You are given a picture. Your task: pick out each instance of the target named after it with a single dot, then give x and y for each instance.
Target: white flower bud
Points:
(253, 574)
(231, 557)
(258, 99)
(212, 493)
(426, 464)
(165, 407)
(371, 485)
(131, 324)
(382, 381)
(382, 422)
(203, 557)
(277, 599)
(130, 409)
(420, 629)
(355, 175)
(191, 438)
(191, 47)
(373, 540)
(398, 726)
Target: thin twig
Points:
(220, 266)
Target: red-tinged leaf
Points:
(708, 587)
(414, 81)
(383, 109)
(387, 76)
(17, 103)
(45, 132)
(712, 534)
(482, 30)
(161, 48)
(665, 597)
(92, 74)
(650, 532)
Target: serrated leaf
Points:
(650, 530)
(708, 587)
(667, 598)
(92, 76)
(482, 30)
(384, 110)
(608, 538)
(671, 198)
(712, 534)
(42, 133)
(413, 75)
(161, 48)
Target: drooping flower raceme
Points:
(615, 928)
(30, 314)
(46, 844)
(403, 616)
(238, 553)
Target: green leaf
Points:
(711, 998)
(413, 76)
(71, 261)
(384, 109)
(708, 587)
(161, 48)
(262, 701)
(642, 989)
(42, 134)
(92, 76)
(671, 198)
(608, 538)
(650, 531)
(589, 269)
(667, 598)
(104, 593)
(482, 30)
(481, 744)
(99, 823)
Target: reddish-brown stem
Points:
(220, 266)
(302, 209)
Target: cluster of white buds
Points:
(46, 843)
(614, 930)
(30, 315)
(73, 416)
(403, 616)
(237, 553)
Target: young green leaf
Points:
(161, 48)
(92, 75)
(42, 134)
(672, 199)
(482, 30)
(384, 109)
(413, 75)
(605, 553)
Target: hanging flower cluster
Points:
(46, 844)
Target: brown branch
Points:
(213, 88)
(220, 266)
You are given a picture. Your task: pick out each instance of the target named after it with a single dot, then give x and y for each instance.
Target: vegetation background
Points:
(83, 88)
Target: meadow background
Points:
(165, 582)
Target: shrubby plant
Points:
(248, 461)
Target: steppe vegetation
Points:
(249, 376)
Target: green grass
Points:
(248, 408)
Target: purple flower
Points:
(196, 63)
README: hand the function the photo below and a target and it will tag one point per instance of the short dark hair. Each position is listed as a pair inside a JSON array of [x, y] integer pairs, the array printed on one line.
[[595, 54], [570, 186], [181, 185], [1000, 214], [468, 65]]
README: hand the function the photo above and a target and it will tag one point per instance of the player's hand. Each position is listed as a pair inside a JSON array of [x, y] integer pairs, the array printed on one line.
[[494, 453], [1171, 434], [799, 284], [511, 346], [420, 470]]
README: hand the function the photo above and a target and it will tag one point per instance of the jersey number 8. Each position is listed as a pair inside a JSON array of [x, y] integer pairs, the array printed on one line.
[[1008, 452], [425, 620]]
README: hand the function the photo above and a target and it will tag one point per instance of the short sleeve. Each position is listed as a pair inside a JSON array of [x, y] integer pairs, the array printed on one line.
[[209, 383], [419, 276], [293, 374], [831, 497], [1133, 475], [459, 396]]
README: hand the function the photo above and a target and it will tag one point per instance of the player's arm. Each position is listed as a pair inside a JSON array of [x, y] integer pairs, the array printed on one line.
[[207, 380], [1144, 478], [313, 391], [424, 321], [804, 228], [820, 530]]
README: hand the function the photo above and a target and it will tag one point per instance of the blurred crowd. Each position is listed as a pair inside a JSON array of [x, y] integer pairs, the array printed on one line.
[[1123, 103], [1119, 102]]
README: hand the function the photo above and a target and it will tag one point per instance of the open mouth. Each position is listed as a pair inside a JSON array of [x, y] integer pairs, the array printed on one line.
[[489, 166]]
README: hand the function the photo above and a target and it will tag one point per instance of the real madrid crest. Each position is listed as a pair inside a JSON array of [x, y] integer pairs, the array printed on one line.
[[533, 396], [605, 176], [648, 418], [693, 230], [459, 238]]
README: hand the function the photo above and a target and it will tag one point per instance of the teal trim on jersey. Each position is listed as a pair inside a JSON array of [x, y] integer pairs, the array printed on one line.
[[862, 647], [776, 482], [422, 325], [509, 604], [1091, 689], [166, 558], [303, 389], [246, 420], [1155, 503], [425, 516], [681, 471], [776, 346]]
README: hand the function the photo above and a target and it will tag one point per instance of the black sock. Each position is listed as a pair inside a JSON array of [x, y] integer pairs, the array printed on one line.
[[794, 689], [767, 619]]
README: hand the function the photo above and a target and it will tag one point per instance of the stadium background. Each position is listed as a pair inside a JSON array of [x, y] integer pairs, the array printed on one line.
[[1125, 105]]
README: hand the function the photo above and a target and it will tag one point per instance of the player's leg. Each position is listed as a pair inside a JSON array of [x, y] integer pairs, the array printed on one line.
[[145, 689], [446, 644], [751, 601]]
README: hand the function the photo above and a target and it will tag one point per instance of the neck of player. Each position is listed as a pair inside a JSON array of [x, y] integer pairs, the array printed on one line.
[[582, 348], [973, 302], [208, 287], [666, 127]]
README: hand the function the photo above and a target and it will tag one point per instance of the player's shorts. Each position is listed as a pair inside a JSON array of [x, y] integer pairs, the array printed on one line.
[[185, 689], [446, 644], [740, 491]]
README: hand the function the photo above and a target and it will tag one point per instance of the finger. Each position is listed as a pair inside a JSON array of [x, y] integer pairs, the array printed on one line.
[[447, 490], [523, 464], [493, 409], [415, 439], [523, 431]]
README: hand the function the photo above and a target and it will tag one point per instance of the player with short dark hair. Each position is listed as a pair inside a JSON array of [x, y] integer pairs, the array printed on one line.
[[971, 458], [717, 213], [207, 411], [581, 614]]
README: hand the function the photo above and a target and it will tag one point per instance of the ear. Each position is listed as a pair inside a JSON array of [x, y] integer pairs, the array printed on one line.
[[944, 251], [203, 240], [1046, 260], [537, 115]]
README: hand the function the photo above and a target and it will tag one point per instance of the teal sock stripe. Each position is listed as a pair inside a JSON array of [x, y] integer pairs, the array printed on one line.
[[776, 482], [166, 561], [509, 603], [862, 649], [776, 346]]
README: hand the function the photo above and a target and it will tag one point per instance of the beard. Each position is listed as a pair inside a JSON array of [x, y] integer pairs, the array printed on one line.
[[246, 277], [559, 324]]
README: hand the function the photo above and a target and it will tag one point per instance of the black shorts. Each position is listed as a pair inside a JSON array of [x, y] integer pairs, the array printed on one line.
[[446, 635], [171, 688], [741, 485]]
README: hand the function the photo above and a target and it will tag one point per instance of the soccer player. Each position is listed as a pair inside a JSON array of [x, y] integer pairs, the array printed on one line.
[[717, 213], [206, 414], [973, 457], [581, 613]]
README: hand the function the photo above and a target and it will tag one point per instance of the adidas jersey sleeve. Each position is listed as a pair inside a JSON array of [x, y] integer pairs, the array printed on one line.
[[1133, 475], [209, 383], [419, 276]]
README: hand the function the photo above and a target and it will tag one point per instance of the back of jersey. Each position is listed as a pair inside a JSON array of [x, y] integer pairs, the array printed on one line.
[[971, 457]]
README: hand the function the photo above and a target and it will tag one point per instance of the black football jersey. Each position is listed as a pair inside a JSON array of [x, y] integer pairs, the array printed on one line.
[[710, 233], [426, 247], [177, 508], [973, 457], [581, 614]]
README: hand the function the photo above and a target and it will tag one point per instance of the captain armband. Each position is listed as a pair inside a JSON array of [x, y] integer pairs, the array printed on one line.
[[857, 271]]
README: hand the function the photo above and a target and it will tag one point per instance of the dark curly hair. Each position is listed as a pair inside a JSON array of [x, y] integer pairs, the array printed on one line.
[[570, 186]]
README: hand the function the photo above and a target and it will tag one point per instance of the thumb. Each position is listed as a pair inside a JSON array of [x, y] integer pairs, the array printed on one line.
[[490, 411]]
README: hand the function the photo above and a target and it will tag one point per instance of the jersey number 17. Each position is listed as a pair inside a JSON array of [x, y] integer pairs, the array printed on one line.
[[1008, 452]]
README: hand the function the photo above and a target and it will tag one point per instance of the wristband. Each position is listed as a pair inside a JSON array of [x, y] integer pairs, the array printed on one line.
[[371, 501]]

---------------

Update the lines starting with the line containing "of the thumb." and going on through the line containing "[[490, 411]]": replace "thumb" with "palm" and leave everything else unchanged.

**ANSWER IN FULL:**
README: hand the function the photo above and a target and it will tag one point per instance of the palm. Each position is listed as a pair inside a JSON array of [x, y] integer pairs, the array printed on one line.
[[490, 411]]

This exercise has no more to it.